Passage provided:
☆ ☆ ☆ ☆ ☆ ☆ ☆
The problem asks us to compute the minimum total cost it takes for a frog to travel from stone $$$1$$$ to stone $$$N (N \le 10^5)$$$ given that the frog can only jump a distance of one or two. The cost to travel between any two stones $$$i$$$ and

$$$j$$$ is given by $$$|h_i - h_j|$$$ , where $$$h_i$$$ represents the height of stone $$$i$$$ .

#include<bits/stdc++.h>
typedef long long ll;
#define mod 1000000007 
#define loop(i,a,b) for(int i= (a);i <(b) ; i++)
using namespace std ;
int solve(ll arr[], ll s, ll e, vector<vector<ll>> &dp)
{
    if(dp[s][e] != -1)  //THIS STORES COST TO GO FROM S TO E
    return dp[s][e];
    else
    {
        if(s==e)
        return dp[s][e] = 0;
        else if(s+1 == e)
        return dp[s][e] = abs(arr[e]- arr[s]);
        else if(s+2 == e)
☆ ☆ ☆ ☆ ☆ ☆ ☆
Data shown:
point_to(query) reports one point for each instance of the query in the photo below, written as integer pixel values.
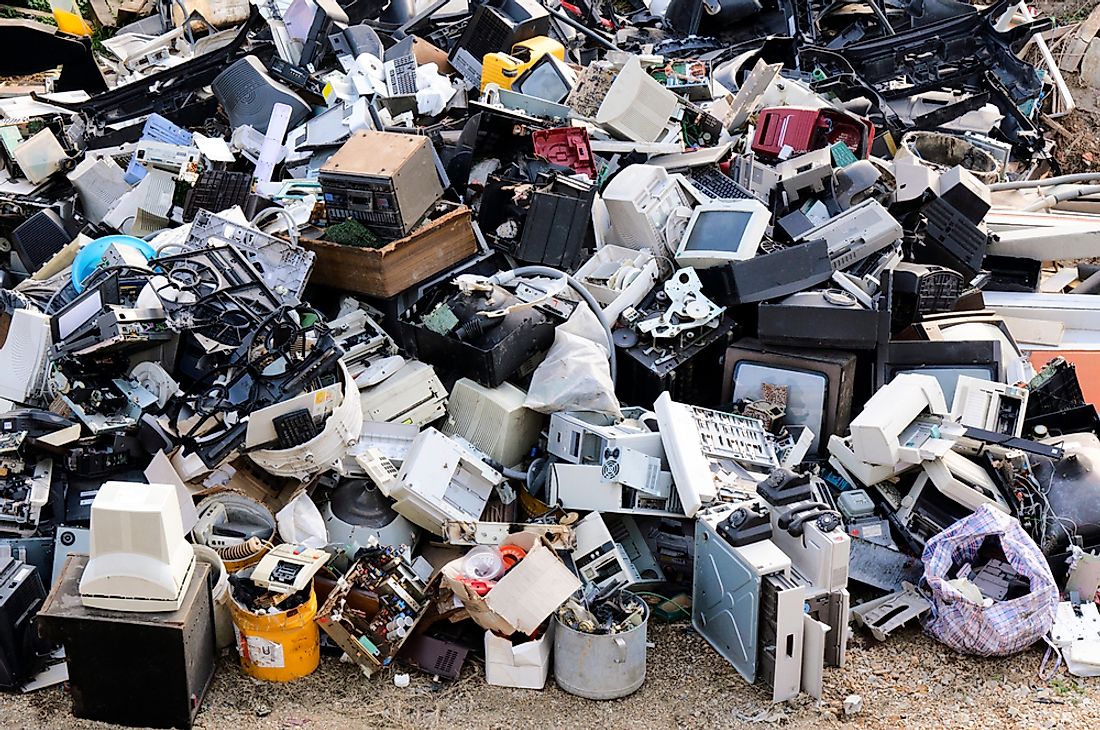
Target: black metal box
(149, 670)
(690, 368)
☆ ☆ ☆ ☆ ☆ ☆ ☆
Your instructions: Continue the frog-jump problem and its C++ code, picking up right after the line "else if(s+2 == e)".

Result of the exercise:
        return dp[s][e] = min(abs(arr[s+1]-arr[e])+ abs(arr[s]-arr[s+1]), abs(arr[s]-arr[e]));
        else if(s+2<e)
        return dp[s][e] = min(solve(arr,s+1,e,dp)+abs(arr[s]-arr[s+1]), solve(arr,s+2,e,dp)+abs(arr[s]-arr[s+2]) );
    }
}
int main() 
{
    ios_base::sync_with_stdio (false);
    cin.tie(NULL); 
    ll n;
    cin>>n;
    ll arr[n];
    loop(i,0,n)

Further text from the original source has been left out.